Information supplied START

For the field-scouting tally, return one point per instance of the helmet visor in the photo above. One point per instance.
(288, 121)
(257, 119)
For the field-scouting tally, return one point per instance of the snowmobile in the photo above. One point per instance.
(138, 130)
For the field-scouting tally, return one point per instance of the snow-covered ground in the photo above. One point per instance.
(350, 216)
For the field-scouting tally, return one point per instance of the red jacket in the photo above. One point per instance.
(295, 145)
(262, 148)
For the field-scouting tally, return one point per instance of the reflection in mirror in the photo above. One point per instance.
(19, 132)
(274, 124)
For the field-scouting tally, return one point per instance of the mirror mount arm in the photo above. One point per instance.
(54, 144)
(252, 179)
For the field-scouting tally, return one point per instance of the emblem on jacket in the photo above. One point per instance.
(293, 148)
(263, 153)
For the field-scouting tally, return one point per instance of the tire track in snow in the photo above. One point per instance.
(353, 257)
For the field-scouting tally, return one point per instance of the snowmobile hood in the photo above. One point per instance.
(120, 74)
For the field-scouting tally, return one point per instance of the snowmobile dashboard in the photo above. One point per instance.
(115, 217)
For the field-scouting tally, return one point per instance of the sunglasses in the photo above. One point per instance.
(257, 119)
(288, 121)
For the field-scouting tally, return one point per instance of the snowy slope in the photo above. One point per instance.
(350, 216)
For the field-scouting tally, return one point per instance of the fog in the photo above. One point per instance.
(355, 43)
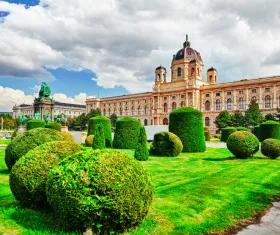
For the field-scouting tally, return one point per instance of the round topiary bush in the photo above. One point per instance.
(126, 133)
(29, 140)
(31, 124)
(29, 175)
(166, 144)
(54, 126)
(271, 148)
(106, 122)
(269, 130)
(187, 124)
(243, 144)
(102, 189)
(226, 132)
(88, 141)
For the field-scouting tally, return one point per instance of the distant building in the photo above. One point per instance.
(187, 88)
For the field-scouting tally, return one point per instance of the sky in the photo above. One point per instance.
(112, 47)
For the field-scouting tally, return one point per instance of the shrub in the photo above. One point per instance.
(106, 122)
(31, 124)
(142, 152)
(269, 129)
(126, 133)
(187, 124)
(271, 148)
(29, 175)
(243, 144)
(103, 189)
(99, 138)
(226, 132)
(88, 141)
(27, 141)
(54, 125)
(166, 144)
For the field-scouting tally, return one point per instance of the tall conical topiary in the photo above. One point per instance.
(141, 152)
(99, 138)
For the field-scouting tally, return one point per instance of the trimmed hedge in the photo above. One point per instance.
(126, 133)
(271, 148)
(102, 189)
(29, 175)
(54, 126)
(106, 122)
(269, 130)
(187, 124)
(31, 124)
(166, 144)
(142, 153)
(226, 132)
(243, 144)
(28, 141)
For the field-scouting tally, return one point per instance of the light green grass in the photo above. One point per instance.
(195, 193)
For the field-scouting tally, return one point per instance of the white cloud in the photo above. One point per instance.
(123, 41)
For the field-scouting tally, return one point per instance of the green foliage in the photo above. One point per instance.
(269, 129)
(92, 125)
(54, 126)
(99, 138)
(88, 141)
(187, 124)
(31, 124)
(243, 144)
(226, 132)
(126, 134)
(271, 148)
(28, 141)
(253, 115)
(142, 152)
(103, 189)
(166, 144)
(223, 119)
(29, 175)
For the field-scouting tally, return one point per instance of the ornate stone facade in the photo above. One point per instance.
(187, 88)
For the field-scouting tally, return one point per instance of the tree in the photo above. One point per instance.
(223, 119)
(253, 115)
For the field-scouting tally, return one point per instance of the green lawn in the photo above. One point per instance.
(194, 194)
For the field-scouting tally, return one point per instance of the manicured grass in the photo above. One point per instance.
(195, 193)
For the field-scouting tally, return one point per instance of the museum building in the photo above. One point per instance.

Information supplied END

What to produce → If a picture appears among the entries, omit it and reproduce everything else exactly.

Answer below →
For the field-scouting tally, return one point per instance of the helmet visor in the photo above. One point per instance.
(288, 121)
(257, 119)
For the field-scouting tally, return one point per instance of the snowmobile in the photo above. One point per instance.
(138, 130)
For the field-scouting tally, return one point per instance of the snow-covered ground in the photo above. One point per instance.
(350, 216)
For the field-scouting tally, return one point per instance of the red jacket in the photo above. One point per instance.
(295, 145)
(262, 148)
For the field-scouting tally, return one point per instance of the reflection in mirror in the photo above. One point per instance.
(19, 132)
(274, 124)
For the field-scouting tally, return one point per instance of the mirror mount arm in the photo above. One point per instance.
(54, 144)
(252, 179)
For the field-scouting tally, return one point per instance of the emblem on jacket in the photo above. One point per instance.
(293, 148)
(263, 153)
For the field-scouting tally, return one point per instance of the tire track in snow in the photo above. One point per instance.
(353, 257)
For the field-scouting tally, return one point per instance of the snowmobile hood in the photo above. One point per instance.
(120, 74)
For the field-scouting tally, return one point per instance of the snowmobile dashboard in the photo above. One point per instance.
(115, 217)
For the field-scouting tally, return one point per instance of the sunglasses in the photo above. One point per instance.
(257, 119)
(288, 121)
For the field-scouting tally, return one point per instance of the snowy slope in the photo above. One point per instance.
(350, 216)
For the field-scouting tally, return one point per instance of the fog in the photo above. One point per instance.
(355, 43)
For the field-scouting tally, return one point per instance of the round topiary bush in the photo above. One point per instance.
(126, 133)
(29, 140)
(31, 124)
(29, 175)
(166, 144)
(54, 126)
(271, 148)
(106, 122)
(269, 130)
(187, 124)
(243, 144)
(102, 189)
(226, 132)
(88, 141)
For the field-scouting tally, return one point per instance of the distant building in the photo above. One point per instance.
(187, 88)
For the field-scouting tally, return one point per instance of the sky in the photo above. One point per instance.
(112, 47)
For the field-scouting tally, return one point per instance of the shrub in the photo above. One point per instance.
(106, 122)
(31, 124)
(142, 152)
(269, 129)
(126, 133)
(187, 124)
(271, 148)
(29, 175)
(243, 144)
(103, 189)
(99, 138)
(226, 132)
(88, 141)
(27, 141)
(54, 125)
(166, 144)
For the field-scouting tally, return one point per instance of the tall conical topiary in the photo above. One point per instance.
(141, 152)
(99, 138)
For the field-scouting tally, return one point per instance of the trimmed hedge in the photo above. One point per instance.
(126, 133)
(271, 148)
(102, 189)
(29, 175)
(54, 126)
(106, 122)
(269, 130)
(187, 124)
(31, 124)
(166, 144)
(142, 153)
(226, 132)
(243, 144)
(28, 141)
For the field-scouting tally, return one point per instance of the light green grass in the photo above. One point per instance.
(195, 193)
For the field-scouting tally, return one point per instance of the white cloud in the photo above. One point per instance.
(123, 41)
For the field-scouting tally, return one point per instance of the green foliage in the photo above. One point per instance.
(269, 129)
(92, 125)
(54, 126)
(99, 138)
(88, 141)
(187, 124)
(31, 124)
(243, 144)
(226, 132)
(126, 134)
(271, 148)
(28, 141)
(253, 115)
(142, 152)
(103, 189)
(166, 144)
(223, 119)
(29, 175)
For the field-scouting tally, return one point per instance of the ornate stone facade in the photo above. One point per instance.
(187, 88)
For the field-scouting tally, return one point per instance of the tree in the photo above. One point per instance.
(223, 119)
(253, 115)
For the field-scouting tally, return one point per instance of the green lawn in the photo above. One point per instance.
(194, 194)
For the field-scouting tally, return one point per instance of the manicured grass in the photo above. One point per instance.
(195, 193)
For the field-scouting tally, return one point per instance of the museum building in the photo above. One point per instance.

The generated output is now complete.